• Task goal
Count the lines of the records below that contain the word "please", and reply with the number alone.

==== Supplied entries

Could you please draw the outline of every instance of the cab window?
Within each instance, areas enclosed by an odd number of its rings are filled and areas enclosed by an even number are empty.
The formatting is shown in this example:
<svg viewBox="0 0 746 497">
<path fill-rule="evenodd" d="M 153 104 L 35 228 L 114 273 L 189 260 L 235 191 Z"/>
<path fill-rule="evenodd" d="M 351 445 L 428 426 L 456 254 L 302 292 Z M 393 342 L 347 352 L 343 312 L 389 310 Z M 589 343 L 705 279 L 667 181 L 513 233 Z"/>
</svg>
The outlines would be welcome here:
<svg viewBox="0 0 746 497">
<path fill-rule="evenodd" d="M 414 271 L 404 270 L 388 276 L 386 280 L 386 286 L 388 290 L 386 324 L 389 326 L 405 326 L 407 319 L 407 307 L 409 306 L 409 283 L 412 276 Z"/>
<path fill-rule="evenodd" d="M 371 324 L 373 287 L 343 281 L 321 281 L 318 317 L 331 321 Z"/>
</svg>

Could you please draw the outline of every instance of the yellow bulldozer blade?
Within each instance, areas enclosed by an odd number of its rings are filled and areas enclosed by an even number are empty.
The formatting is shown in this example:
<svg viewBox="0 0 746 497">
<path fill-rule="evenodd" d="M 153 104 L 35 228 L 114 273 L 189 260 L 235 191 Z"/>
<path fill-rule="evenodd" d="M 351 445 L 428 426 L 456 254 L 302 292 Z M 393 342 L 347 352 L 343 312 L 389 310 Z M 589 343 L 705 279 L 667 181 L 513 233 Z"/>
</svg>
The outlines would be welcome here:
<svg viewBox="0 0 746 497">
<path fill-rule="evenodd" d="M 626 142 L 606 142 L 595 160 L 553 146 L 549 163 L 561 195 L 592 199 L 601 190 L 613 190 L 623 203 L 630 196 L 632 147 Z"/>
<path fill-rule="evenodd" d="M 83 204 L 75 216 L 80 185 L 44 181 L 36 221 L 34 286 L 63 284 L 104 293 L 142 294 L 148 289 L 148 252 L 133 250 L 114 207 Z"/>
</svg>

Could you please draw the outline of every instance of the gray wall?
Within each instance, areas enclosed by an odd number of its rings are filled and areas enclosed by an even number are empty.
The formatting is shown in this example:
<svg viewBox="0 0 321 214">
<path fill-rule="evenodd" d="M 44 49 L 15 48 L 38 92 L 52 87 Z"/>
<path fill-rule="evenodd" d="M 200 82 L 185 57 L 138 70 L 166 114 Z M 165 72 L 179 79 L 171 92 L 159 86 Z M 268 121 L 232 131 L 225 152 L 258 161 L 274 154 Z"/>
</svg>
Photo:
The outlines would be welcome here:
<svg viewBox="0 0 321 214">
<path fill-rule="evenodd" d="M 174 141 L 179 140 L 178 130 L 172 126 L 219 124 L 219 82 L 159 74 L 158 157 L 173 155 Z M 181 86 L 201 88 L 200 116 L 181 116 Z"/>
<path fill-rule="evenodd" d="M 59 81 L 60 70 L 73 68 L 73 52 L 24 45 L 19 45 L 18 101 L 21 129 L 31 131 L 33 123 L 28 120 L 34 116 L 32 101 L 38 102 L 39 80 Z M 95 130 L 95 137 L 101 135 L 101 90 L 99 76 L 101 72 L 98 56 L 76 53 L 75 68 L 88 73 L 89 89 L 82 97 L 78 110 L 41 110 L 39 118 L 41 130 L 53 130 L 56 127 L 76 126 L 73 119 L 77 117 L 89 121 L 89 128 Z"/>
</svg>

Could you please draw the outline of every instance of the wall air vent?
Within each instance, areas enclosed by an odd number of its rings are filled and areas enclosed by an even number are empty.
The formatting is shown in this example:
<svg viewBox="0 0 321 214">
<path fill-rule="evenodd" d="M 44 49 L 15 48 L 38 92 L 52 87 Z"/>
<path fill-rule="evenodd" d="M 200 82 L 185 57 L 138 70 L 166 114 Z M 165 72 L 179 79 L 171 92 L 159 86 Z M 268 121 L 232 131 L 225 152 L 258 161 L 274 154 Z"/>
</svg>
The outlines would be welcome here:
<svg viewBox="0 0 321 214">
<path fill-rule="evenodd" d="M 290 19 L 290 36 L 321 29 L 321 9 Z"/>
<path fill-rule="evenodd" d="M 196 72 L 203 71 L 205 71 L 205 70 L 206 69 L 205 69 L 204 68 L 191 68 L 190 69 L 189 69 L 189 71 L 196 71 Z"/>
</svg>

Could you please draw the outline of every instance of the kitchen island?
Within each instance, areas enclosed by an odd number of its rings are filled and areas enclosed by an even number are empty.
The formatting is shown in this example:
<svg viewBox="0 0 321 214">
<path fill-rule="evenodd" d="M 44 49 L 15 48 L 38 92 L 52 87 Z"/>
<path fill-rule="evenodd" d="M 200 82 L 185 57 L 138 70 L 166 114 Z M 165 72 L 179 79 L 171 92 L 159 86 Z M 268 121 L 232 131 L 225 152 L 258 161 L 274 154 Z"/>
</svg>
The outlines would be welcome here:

========

• Response to the exercise
5